* START INPUT MATERIAL *
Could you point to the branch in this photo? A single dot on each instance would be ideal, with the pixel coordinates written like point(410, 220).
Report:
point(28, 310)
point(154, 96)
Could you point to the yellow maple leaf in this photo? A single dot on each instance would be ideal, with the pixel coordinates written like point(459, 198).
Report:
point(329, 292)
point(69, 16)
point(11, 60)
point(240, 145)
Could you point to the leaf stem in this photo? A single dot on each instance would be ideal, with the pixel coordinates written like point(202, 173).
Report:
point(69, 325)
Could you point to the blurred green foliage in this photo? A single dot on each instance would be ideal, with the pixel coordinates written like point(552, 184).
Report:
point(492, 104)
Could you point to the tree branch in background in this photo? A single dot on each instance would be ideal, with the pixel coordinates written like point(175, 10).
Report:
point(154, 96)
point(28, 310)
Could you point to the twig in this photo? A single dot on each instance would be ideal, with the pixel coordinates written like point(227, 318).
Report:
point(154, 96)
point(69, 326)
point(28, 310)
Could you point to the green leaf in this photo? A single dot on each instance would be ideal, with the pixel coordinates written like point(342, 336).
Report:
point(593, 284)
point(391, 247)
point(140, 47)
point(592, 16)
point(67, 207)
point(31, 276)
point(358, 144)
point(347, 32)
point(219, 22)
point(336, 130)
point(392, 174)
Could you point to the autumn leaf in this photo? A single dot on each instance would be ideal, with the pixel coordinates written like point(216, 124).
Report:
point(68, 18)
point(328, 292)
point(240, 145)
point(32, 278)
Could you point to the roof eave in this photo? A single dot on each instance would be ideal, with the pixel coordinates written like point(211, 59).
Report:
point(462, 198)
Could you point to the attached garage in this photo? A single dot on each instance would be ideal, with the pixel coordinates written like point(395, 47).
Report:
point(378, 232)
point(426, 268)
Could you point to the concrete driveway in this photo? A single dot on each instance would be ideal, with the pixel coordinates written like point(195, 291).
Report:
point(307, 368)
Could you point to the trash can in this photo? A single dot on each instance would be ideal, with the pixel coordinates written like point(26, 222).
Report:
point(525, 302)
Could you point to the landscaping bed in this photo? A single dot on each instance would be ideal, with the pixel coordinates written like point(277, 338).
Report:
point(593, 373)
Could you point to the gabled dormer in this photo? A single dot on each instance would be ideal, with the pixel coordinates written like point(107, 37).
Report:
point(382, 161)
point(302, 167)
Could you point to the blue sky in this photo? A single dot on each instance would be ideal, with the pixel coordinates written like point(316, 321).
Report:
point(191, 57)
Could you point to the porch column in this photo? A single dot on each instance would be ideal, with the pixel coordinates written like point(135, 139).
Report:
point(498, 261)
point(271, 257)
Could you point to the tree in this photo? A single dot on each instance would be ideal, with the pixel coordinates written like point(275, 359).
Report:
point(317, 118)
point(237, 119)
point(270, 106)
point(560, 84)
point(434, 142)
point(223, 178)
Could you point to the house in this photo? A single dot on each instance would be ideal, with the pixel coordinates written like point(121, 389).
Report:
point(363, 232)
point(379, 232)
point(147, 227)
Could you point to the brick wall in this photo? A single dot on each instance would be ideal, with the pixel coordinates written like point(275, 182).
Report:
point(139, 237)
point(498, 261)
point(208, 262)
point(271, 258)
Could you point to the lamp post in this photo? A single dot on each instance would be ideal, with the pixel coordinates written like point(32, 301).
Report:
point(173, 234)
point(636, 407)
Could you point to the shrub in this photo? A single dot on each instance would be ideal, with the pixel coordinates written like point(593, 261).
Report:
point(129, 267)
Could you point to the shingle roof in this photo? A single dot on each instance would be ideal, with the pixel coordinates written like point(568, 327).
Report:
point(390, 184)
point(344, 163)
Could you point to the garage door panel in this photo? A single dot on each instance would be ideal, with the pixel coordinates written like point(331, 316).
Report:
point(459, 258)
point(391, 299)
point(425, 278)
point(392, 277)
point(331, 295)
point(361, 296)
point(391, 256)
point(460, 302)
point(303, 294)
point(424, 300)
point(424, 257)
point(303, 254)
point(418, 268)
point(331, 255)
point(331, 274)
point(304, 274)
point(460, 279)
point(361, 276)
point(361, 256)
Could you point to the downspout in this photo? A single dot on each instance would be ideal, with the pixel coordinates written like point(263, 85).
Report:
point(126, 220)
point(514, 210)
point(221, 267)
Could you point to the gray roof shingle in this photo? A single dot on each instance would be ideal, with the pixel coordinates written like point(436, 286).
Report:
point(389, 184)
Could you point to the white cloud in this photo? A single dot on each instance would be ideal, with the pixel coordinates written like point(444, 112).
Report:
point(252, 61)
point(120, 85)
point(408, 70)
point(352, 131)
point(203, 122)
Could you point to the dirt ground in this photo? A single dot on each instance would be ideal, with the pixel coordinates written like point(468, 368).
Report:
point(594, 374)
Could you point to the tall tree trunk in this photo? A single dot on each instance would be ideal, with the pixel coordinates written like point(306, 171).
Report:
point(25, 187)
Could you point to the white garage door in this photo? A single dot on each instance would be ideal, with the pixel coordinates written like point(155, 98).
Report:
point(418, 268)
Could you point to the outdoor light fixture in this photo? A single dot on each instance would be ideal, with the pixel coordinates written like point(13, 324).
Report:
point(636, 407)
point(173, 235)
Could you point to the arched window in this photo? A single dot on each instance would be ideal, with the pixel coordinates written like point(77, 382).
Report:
* END INPUT MATERIAL *
Rewrite every line of the items above as a numbered list, omitting any blank lines.

1. Could you point to the branch in this photo? A single dot on each instance would be ideal, with the pixel coordinates written like point(410, 220).
2. Report:
3. point(28, 310)
4. point(154, 96)
5. Could you point to the yellow maple leaf in this photo? A single dot on each instance would be ideal, with the pixel coordinates written like point(459, 198).
6. Report:
7. point(329, 292)
8. point(69, 16)
9. point(11, 60)
10. point(240, 145)
11. Could you point to the leaf stem in this photo? A single dot on each instance would be ideal, with the pixel coordinates written like point(202, 173).
12. Report:
13. point(69, 325)
14. Could you point to the blurred green foliage in this photo? A single dot on each instance would be ideal, with the pixel coordinates written like point(552, 184).
15. Report:
16. point(492, 104)
17. Could you point to the tree branch in background in this photo? A single dot on each instance would be ideal, with the pixel coordinates written like point(175, 10).
18. Report:
19. point(154, 96)
20. point(28, 310)
21. Could you point to the twig in this photo? A single dot on each instance would be ideal, with the pixel coordinates written like point(227, 318).
22. Report:
23. point(154, 96)
24. point(69, 326)
25. point(28, 310)
26. Could you point to the green leaf in this photo? A single dot on each instance would be ideal, with the pixel coordinates written like point(342, 336).
27. Report:
28. point(593, 284)
29. point(391, 247)
30. point(140, 47)
31. point(592, 16)
32. point(67, 207)
33. point(31, 276)
34. point(358, 144)
35. point(347, 32)
36. point(219, 22)
37. point(336, 130)
38. point(392, 174)
39. Could you point to the autumn leaf in this photo? A single dot on each instance would be ideal, with the pixel coordinates written like point(216, 124).
40. Report:
41. point(68, 18)
42. point(328, 292)
43. point(240, 145)
44. point(32, 278)
45. Could you point to the roof eave in this photo? A single dot on each instance would be ideal, with the pixel coordinates written like point(211, 59).
46. Report:
47. point(462, 198)
48. Could you point to the attached garage in this photo? A single dot on each instance would be ideal, with the pixel coordinates written like point(395, 47).
49. Report:
50. point(378, 232)
51. point(426, 268)
52. Could you point to the concrete driveway in this photo? A single dot on each instance would be ideal, with the pixel coordinates written like point(195, 291).
53. Report:
54. point(307, 368)
55. Could you point to the trash can in this photo? A single dot on each instance would be ideal, with the pixel coordinates written like point(26, 222).
56. Report:
57. point(525, 302)
58. Could you point to the landscaping bed in this photo? A single dot on each instance would be ideal, with the pixel coordinates written like point(277, 338).
59. Report:
60. point(593, 373)
61. Could you point to the gabled dormer in this photo? A single dot on each instance would be ideal, with the pixel coordinates written like point(107, 37).
62. Report:
63. point(382, 161)
64. point(302, 167)
65. Could you point to the blue sky in this photo? A single dot on each instance would be ideal, with the pixel coordinates written like point(316, 321).
66. Report:
67. point(191, 57)
68. Could you point to the porch column in this photo? A single dot on each instance would be ideal, with the pixel coordinates written like point(135, 139).
69. Report:
70. point(498, 261)
71. point(271, 257)
72. Could you point to the tree in this photo? A single dot on each instance would be ideal, with the pixel coordinates written like point(275, 359).
73. Report:
74. point(317, 118)
75. point(237, 119)
76. point(270, 106)
77. point(560, 84)
78. point(434, 142)
79. point(223, 178)
80. Could you point to the house in this photo? A single dot on each instance would be ideal, with the pixel coordinates written like point(121, 389).
81. Report:
82. point(363, 232)
83. point(379, 232)
84. point(147, 227)
85. Could you point to the brick wall in this photo? A single dot on each instance would be ideal, with the pixel coordinates written like point(275, 182).
86. Report:
87. point(139, 237)
88. point(498, 261)
89. point(208, 262)
90. point(271, 258)
91. Could you point to the lamp post in this photo? A single dot on each instance would be ideal, with the pixel coordinates written like point(32, 301).
92. Report:
93. point(173, 234)
94. point(636, 407)
95. Could you point to the shrub in this photo? A single dot on each instance would be ideal, with the pixel coordinates written like point(593, 261).
96. Report:
97. point(129, 267)
98. Could you point to the shingle roof in this photo? A single dot on each instance would be ideal, with the pixel coordinates written like point(568, 327).
99. Report:
100. point(390, 184)
101. point(344, 163)
102. Could you point to the garage door panel in this photo? A single dot on each instance would be ideal, with the pixel coordinates written like point(331, 316).
103. Report:
104. point(459, 258)
105. point(391, 299)
106. point(425, 278)
107. point(392, 277)
108. point(331, 295)
109. point(361, 296)
110. point(391, 256)
111. point(460, 302)
112. point(303, 294)
113. point(424, 300)
114. point(424, 257)
115. point(303, 254)
116. point(418, 268)
117. point(331, 255)
118. point(331, 274)
119. point(304, 274)
120. point(460, 279)
121. point(361, 276)
122. point(361, 256)
123. Could you point to the downspout in this photo? A single dot on each instance would be ideal, with the pixel coordinates written like point(263, 85).
124. Report:
125. point(126, 220)
126. point(514, 210)
127. point(221, 267)
128. Could you point to the gray roof shingle in this photo? A single dot on each instance would be ideal, with the pixel coordinates written like point(436, 286).
129. Report:
130. point(389, 184)
131. Could you point to the white cloud in this photo? A single dot on each instance would be ideal, with the pixel coordinates written like point(444, 112).
132. Report:
133. point(252, 61)
134. point(120, 85)
135. point(408, 70)
136. point(352, 131)
137. point(203, 122)
138. Could you point to the dirt ground in this photo? A single dot on each instance would be ideal, with the pixel coordinates written like point(468, 368).
139. Report:
140. point(594, 374)
141. Could you point to the tall tree trunk in this photo? A single dot on each instance would be ideal, with the pixel coordinates written like point(306, 171).
142. Report:
143. point(25, 187)
144. Could you point to the white garage door in this photo? A single dot on each instance would be ideal, with the pixel coordinates written like point(155, 98).
145. Report:
146. point(418, 268)
147. Could you point to the outdoor light fixture in this photo? A single dot on each instance would be ideal, with the pixel coordinates written like point(13, 324).
148. Report:
149. point(636, 407)
150. point(173, 235)
151. Could you point to the arched window in this photo? A single dot on each instance would be ideal, with the pixel coordinates written like point(77, 382).
152. Report:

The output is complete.